GOAL OF THE EXERCISE
Transcribe the entries exactly; images are not part of the copy.

Start of STORED DATA

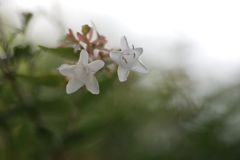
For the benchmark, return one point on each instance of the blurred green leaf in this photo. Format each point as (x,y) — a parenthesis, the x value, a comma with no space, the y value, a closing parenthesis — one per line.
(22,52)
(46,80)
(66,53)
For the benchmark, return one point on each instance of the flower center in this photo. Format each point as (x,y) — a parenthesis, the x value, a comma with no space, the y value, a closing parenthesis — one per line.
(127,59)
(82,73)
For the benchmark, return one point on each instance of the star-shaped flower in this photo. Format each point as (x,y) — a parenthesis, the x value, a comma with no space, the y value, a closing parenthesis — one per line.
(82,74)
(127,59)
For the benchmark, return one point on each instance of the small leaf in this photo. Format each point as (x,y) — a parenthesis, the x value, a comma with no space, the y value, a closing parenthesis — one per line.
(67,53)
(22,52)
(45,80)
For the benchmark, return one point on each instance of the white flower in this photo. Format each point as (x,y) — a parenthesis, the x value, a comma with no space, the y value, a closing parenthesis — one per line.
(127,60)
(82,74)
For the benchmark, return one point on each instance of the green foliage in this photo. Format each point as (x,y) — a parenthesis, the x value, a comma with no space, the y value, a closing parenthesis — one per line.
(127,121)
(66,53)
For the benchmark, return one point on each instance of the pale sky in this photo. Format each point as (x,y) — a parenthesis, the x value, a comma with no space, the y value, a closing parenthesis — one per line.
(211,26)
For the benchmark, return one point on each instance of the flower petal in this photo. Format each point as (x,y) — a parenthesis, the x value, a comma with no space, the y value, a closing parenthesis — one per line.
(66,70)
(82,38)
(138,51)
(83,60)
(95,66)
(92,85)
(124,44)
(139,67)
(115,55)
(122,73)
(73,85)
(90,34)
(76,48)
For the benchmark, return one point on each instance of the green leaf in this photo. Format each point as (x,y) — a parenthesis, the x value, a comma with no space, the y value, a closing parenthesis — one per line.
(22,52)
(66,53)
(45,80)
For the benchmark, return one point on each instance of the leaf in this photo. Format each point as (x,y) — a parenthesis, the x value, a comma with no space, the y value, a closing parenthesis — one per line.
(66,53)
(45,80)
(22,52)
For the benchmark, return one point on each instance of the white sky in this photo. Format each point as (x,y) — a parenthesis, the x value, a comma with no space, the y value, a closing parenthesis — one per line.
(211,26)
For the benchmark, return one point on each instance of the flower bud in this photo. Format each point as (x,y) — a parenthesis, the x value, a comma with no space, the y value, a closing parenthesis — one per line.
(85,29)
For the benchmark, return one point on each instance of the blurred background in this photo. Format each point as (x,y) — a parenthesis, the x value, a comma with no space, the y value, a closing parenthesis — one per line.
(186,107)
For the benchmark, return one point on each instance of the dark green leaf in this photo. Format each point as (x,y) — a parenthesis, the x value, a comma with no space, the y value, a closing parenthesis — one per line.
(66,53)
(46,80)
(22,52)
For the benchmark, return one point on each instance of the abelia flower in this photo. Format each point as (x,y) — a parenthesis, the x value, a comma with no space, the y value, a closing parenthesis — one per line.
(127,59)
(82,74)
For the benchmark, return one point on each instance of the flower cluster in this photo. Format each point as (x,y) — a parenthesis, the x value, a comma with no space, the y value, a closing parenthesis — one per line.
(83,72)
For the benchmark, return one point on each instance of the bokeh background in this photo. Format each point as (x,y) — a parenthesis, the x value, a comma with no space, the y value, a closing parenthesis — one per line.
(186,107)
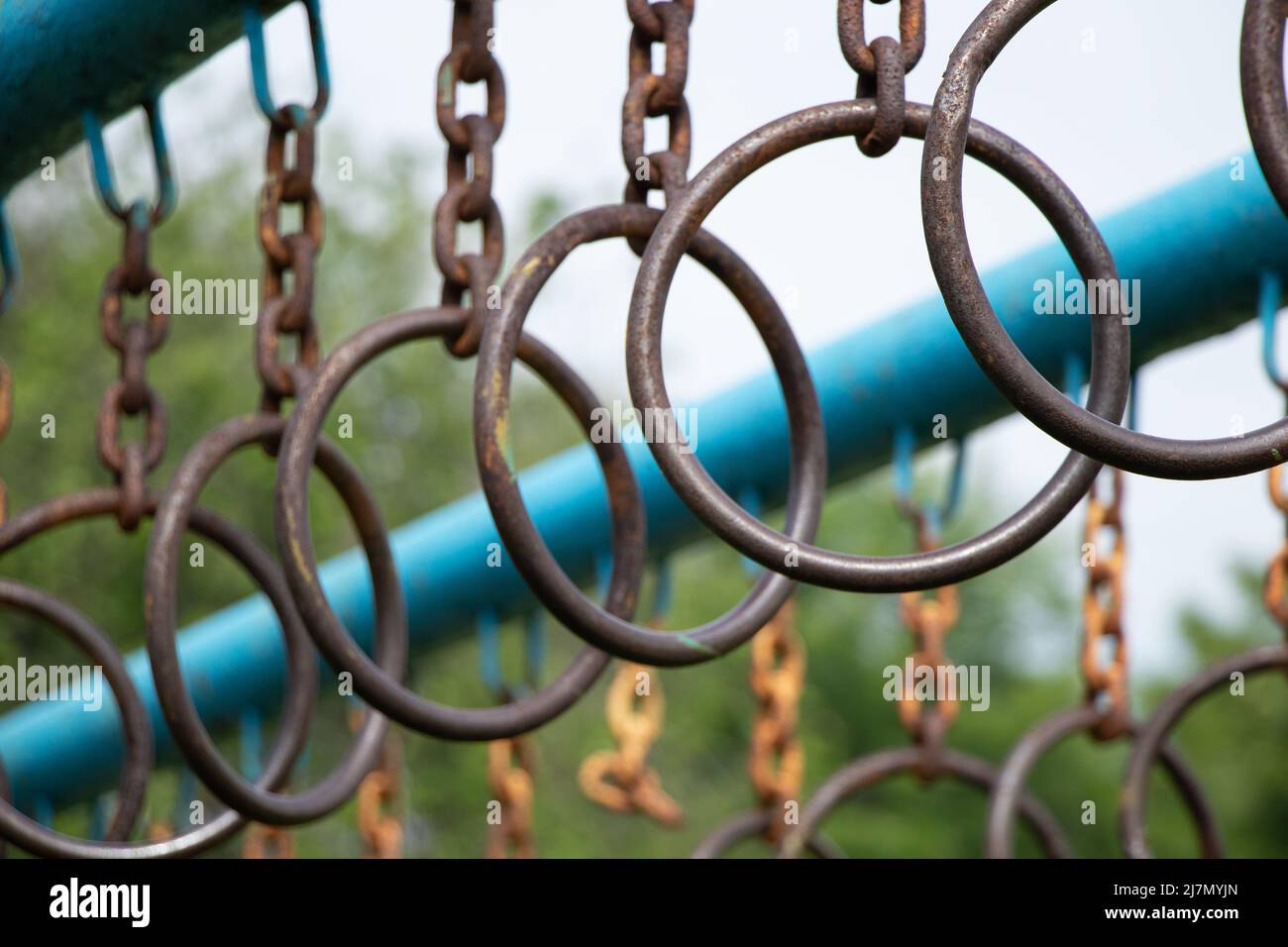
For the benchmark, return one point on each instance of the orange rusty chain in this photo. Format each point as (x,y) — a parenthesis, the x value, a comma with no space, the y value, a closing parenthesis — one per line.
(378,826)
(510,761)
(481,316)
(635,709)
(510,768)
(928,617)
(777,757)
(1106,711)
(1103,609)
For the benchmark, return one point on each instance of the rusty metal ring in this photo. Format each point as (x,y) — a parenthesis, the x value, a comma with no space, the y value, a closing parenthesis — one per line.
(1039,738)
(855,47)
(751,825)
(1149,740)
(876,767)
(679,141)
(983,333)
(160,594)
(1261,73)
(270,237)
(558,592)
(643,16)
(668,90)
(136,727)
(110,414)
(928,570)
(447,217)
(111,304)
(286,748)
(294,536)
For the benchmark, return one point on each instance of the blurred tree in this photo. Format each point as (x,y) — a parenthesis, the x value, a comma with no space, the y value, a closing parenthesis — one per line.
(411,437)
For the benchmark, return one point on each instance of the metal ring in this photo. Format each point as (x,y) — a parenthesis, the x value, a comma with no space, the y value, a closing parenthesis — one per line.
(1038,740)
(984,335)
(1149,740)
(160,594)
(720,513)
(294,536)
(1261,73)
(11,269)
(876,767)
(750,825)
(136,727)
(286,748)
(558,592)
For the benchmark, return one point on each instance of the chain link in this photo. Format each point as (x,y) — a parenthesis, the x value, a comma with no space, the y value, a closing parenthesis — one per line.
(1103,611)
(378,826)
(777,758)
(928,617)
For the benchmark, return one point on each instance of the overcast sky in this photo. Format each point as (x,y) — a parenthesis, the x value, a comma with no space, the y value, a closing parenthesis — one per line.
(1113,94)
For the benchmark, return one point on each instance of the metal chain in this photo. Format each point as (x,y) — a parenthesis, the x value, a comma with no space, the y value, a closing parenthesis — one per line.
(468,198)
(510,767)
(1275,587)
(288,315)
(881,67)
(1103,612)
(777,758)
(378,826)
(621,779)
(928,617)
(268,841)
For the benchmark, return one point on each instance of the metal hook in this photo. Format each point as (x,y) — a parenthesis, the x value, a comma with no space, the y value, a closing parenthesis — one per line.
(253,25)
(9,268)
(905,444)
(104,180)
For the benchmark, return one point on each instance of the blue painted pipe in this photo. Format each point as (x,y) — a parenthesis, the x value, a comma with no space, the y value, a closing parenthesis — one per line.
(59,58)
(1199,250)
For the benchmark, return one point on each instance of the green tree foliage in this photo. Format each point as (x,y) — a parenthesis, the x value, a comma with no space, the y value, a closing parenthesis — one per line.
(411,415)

End of STORED DATA

ANSWER FOR THE TASK
For the benchmark, return one point on each instance of the blurred green leaf in this photo. Format each point as (x,y) — a parenthesis, the x value, a comma with no space, the y value, a closing parenthesis — one per line.
(22,52)
(46,80)
(66,53)
For the benchmark, return one point on each instance of the flower center in this photo. Format each point as (x,y) — a parenthesis, the x value, a comma with no space, the y value, a closing parenthesis — one per line.
(127,59)
(82,73)
For the benchmark, return one point on each instance of the star-shaped flower in this photo. Format each point as (x,y) — a parenthesis, the x value, a comma with no space, the y value, a closing parenthesis — one per line.
(82,74)
(127,59)
For the benchmark, return one point on each instance of the small leaf in this photo. Format each point as (x,y) — a parenthesis, the x value, a comma with no space, the y value, a closing parenthesis — one per line.
(67,53)
(22,52)
(45,80)
For the benchmark, return one point on each instance of the white flower in this photo. Format each point as (x,y) — a parenthesis, the x value, a comma with no space, the y value, a closing parenthesis — one per line.
(127,60)
(82,74)
For the benchmark, return one point on each instance of the green foliage in this photo. Format each point as (x,y) — a parenthesis, the x value, a comma with no space, the y value, a closing parenthesis — one per line.
(127,121)
(66,53)
For the benchmark, return one point on each instance of the pale sky in this photo. Format each point as (x,y) — a parenthesis, the x value, a comma with no space, the y value, a closing parenthesis — one per line.
(211,26)
For the benchmark, return one point on each instance of the flower petal in this photo. Format each point as (x,y) — a parenthesis, the x value, a comma with no space, the y value, a closing parenthesis — one per line.
(66,70)
(82,38)
(138,51)
(83,60)
(95,66)
(92,85)
(124,44)
(139,67)
(115,55)
(122,73)
(73,85)
(90,34)
(76,48)
For the benchmark, return one point on each instance of the green leaf in this photo. Format each point as (x,y) — a parenthesis, the x value, a comma with no space, the y value, a closing parenthesis — one per line.
(22,52)
(66,53)
(45,80)
For the benchmark, return one point on each instance of the leaf in this photo. Format each point as (x,y) — a parenthesis, the x value, a comma with no space, the y value, a closing parenthesis — one per line.
(66,53)
(45,80)
(22,52)
For the benchmark, return one point on each instance of the white sky in this photo. Format each point as (x,y) — a parenthesis, the x value, a comma with no space, the y value, a closing parenthesis — one per line.
(211,26)
For the benchmark, return one point on each instance of the flower bud in this photo. Format each point as (x,y) — a parenthesis, the x value, a comma with no space, the y value, a closing parenthesis — one per line.
(85,29)
For the benchmark, return one point on each instance of the blurred background in this photo. Format each point as (x,y) — a parenthesis, the x value, a comma with no space, the y value, a closing parenthesis — one per line.
(186,107)
For the benchmark, return one point on each instance of the dark green leaf in this photo. Format each point as (x,y) — a parenthesis, the x value, a comma with no space, the y value, a closing parenthesis — one per line.
(66,53)
(46,80)
(22,52)
For the benchmark, return one point on each instance of the abelia flower in this photo. Format each point as (x,y) — a parenthesis, the x value, a comma with no space, the y value, a closing parenthesis — one per line.
(127,59)
(82,74)
For the benchmark, return one point on each instance of the flower cluster in this photo. Format each point as (x,y) — a parenthesis, the x value, a comma with no space, the y value, a closing parenthesis — one per line.
(83,72)
For the benchmark, return one point on each instance of the bokeh background in this photo. Format each point as (x,y) — a parenthesis, the x value, a comma with no space, the y value, a closing parenthesis — one per line.
(186,107)
For the benchmark, return one point on each instance of the orange rusty chain in this photo. Format each point as (x,y) — a parenthesis, the x value, a comma with no space, the y value, a closing parenthesis — one per line.
(378,826)
(510,761)
(481,316)
(635,709)
(510,768)
(928,617)
(777,757)
(1106,711)
(1103,609)
For the benchmark, return one point on each instance of the rusty metal ring in this photo. Format each point as (x,y) — a parenthesis, the x value, a comma with no space, the y value, a closing parenthesis — one per line.
(1039,738)
(855,47)
(751,825)
(1149,740)
(876,767)
(679,141)
(983,333)
(160,594)
(1261,73)
(270,237)
(558,592)
(643,16)
(668,90)
(136,727)
(110,414)
(928,570)
(447,217)
(111,304)
(286,748)
(294,536)
For the benchmark, return one point on each instance of the blurred tree in this photo. Format each point as (x,y) — a parenthesis, the x value, a comma with no space, the y value, a closing parenthesis — one per line.
(411,437)
For the benchmark, return one point on each instance of the metal ring in this photo. Format each point as (x,y) — a parenthesis, the x value, a comma with no space, the y value, a closing parenthesis — one per line.
(1038,740)
(984,335)
(1149,740)
(160,594)
(720,513)
(294,536)
(1261,73)
(11,269)
(876,767)
(750,825)
(136,727)
(286,748)
(558,592)
For the benchmark, return one point on each instance of the chain link in this photo. Format each point as (x,y) — a parenthesis, the x value, a comma with no space, the y value, a closing parenthesis — one per line.
(1103,611)
(378,826)
(777,758)
(928,617)
For the benchmark, return one point on each instance of the overcast sky in this photo. Format each point as (x,y) — a parenthesis, the x value, a comma with no space, the y value, a closing parenthesis — one per line.
(1113,94)
For the benchmark, return one point on each instance of the metal chain in this photo. Format each point as (x,y) — a parenthesis, the x value, a comma with no space, the y value, a closing parenthesis — one per line.
(468,198)
(510,767)
(1275,587)
(288,315)
(881,67)
(1103,612)
(777,758)
(378,826)
(621,779)
(928,617)
(268,841)
For the benchmark, return one point on each instance of the metal hook in this photo. Format each point as (x,y) — a parenthesis, the x value, a comma with no space, the y value, a closing parenthesis — one per line.
(253,25)
(9,268)
(905,444)
(104,180)
For the benchmark, return one point on each instance of the blue painted pipe in this photo. Format each point as (x,y) — a parenthesis, the x value, a comma with no space, the y value, a closing parenthesis — one per line.
(59,58)
(1199,250)
For the benchmark, return one point on each instance of the green tree foliage in this photo. Format each point as (x,y) — a parenthesis, the x value, a comma with no space, the y value, a closing parenthesis — one per line.
(411,415)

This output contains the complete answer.